Set problem -> Reproduce the items from the line containing "of the stack" through the end of the items, replacing "thickest" with "widest" and leaving everything else unchanged.

Given entries ->
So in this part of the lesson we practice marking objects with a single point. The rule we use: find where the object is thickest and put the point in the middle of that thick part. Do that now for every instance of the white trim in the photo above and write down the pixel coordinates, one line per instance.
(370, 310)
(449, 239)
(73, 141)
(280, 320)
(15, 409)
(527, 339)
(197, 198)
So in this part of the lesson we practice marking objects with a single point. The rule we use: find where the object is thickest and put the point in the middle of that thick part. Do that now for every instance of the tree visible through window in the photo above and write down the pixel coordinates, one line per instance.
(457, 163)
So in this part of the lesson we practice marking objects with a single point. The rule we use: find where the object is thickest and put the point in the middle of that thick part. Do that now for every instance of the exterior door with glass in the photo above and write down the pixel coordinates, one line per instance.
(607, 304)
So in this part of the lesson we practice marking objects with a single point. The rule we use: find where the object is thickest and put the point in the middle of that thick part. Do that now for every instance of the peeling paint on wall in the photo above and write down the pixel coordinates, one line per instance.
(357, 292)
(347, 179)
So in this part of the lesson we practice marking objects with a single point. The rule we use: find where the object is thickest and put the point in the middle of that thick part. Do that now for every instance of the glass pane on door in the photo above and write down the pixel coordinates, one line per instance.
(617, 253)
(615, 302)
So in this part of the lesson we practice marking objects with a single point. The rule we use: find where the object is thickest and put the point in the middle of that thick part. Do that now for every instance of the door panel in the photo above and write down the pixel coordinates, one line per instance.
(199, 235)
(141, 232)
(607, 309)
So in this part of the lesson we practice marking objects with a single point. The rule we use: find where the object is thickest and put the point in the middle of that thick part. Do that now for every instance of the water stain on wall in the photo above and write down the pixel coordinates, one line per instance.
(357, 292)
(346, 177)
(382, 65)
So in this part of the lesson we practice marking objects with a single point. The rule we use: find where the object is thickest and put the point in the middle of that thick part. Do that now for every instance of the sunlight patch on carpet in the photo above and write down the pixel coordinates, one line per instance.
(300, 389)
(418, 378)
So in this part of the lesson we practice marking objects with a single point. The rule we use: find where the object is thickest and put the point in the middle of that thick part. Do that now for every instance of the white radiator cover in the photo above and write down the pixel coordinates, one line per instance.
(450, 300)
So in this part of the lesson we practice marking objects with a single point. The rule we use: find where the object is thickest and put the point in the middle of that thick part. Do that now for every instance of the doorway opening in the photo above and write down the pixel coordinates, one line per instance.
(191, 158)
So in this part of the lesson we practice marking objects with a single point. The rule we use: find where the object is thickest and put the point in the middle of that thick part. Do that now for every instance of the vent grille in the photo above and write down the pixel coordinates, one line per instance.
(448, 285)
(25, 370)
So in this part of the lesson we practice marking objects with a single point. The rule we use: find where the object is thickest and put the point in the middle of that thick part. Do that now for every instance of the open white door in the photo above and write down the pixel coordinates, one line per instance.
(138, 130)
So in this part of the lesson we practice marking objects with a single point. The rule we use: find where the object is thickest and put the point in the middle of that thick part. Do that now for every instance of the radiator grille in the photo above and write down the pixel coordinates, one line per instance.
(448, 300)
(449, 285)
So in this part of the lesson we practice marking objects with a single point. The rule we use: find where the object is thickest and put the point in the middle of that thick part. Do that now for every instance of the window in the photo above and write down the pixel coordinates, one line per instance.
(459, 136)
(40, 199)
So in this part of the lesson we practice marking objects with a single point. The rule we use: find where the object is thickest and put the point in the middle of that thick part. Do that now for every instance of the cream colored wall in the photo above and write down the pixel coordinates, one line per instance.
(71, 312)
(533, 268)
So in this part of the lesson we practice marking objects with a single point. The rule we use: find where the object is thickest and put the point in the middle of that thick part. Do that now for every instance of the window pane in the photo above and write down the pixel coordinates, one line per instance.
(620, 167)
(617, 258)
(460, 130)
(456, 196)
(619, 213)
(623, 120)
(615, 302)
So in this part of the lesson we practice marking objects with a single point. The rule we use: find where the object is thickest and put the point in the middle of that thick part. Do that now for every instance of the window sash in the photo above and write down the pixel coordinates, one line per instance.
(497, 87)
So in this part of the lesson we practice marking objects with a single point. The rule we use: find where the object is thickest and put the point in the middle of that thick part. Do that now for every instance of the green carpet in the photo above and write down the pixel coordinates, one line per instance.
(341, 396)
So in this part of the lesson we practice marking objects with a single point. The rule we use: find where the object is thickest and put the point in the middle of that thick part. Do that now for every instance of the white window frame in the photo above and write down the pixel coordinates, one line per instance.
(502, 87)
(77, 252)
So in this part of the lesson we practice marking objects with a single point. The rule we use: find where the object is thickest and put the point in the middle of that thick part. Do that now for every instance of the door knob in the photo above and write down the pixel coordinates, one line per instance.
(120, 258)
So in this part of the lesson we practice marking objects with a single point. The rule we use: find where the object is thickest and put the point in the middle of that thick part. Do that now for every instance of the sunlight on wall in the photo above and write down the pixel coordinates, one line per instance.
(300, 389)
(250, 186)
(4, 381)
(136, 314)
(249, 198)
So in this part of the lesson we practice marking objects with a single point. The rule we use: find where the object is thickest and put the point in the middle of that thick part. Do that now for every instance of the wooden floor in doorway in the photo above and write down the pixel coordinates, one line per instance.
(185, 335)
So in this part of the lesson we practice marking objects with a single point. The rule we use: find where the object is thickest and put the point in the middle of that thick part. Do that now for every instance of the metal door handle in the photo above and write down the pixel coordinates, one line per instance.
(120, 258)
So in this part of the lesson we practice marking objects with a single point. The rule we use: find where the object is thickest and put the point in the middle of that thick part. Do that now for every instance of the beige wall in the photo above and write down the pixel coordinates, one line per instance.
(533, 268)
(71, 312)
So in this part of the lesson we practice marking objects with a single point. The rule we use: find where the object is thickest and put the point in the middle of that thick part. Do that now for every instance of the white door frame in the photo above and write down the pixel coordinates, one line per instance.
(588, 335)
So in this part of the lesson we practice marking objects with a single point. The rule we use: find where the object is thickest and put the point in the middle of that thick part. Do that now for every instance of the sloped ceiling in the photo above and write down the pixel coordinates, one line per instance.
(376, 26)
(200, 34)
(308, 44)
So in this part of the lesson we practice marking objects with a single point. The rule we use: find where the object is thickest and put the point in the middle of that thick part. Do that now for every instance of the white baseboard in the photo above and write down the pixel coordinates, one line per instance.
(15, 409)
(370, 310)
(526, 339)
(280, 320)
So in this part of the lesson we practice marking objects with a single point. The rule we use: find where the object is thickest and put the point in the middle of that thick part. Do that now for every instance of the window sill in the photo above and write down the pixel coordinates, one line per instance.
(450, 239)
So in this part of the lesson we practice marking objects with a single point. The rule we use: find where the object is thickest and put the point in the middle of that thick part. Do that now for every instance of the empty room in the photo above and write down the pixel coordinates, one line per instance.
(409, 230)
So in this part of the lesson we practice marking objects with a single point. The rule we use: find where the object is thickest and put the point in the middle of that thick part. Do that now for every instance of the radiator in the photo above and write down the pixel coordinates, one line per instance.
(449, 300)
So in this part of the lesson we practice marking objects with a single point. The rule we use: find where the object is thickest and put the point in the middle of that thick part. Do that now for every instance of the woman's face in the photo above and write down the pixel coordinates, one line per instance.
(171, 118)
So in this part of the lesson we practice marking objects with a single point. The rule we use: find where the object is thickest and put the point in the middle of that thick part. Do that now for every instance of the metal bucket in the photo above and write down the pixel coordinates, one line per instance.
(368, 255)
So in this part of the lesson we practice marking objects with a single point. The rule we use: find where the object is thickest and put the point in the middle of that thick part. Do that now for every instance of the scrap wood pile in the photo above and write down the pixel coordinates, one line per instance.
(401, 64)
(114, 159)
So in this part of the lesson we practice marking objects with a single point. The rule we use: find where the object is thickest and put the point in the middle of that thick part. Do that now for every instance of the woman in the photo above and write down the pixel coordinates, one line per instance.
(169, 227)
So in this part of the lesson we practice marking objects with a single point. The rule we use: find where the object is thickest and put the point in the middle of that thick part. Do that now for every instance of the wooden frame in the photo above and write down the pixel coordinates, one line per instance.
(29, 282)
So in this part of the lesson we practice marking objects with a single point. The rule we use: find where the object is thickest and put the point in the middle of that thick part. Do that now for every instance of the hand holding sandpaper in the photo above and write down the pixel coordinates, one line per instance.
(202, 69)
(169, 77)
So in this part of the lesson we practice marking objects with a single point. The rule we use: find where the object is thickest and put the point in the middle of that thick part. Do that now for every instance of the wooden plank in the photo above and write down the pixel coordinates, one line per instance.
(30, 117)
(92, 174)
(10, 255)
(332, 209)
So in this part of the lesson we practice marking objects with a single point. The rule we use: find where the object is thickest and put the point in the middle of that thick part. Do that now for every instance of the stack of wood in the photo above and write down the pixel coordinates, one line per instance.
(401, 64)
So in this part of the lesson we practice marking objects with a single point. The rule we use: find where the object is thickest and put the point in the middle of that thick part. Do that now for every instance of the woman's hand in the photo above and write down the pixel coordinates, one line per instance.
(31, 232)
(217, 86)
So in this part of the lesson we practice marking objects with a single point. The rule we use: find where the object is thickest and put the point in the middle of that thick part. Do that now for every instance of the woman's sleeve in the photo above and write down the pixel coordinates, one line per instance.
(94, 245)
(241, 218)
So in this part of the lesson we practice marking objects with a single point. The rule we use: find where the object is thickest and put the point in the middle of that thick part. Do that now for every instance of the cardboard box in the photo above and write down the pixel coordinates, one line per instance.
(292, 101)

Exercise answer ->
So in this part of the lesson we practice marking objects with a single point. The rule we use: find where the object is widest and put the point in the middle of that thick part. Do that now for every instance of the stack of wood in the photo above and write down the pixel coordinates, one line per instance.
(401, 64)
So in this part of the lesson we practice marking objects with a single point. The rule we use: find where the object is widest and put the point in the middle of that thick part. Do that now for every instance of the woman's hand in the photo above and write down the pixel coordinates, one line per instance.
(31, 232)
(217, 86)
So in this part of the lesson we practice marking objects with a single point. The rule we use: find where the object is widest and put the point in the middle of that thick part. Do that now for every instance of the woman's sleeve in the photo above and write down the pixel coordinates, one line per instance.
(94, 245)
(241, 218)
So in this part of the lesson we practice marking objects with a single point. The rule we use: find where the object is widest and put the point in the middle of that thick part. Do that now for every instance of the cardboard box in the photo above and write down the pixel coordinates, one line per instance.
(292, 101)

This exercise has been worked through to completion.